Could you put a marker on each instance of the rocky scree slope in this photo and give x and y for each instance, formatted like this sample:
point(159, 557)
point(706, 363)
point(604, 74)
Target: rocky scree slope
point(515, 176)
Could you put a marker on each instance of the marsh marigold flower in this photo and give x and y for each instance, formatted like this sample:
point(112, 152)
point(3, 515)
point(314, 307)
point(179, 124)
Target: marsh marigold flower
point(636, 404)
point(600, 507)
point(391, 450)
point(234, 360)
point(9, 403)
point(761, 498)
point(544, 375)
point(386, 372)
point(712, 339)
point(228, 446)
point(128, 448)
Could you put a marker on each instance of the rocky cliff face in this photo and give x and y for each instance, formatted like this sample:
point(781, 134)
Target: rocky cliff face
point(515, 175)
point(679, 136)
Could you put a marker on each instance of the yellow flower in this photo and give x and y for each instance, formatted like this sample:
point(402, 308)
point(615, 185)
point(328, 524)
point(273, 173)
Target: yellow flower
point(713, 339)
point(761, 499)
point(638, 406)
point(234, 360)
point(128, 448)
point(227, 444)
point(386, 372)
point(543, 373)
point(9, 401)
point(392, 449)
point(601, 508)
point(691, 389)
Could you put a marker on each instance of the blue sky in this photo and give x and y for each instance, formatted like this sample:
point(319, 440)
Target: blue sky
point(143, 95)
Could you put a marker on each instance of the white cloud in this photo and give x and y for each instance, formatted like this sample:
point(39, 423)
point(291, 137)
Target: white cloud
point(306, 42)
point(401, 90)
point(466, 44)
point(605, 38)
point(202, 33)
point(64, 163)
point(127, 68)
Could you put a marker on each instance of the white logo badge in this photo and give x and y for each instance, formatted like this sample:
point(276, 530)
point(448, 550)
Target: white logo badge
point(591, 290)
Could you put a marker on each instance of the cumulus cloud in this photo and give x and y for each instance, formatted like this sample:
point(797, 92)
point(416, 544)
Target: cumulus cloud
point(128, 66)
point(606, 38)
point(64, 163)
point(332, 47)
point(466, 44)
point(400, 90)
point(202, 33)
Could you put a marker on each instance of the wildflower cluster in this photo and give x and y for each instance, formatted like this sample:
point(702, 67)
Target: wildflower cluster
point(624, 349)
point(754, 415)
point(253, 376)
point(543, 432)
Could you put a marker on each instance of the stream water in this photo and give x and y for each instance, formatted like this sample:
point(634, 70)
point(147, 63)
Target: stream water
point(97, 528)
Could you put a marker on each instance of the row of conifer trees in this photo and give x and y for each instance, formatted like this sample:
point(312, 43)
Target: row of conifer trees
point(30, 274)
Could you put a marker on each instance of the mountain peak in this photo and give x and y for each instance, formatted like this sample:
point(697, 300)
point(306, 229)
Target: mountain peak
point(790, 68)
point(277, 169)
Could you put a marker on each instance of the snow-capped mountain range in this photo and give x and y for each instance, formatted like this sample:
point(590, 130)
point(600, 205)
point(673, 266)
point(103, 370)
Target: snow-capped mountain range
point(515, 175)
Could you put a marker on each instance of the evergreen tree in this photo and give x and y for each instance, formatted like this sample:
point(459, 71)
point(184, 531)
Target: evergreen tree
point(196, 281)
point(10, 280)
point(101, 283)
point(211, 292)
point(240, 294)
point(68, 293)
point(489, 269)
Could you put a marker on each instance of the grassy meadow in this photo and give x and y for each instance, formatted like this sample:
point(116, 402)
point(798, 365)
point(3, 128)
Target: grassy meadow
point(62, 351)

----------------

▸ **REQUIREMENT**
Give exactly the lines from the one with "Could you put a marker on each instance of the grassy" to the end of the entries, nothing before them.

▸ **TASK RESPONSE**
Could you put a marker on each instance of the grassy meadow in this photo and give x and y for each instance, formatted like this sample:
point(116, 402)
point(798, 365)
point(3, 128)
Target: grassy meadow
point(62, 351)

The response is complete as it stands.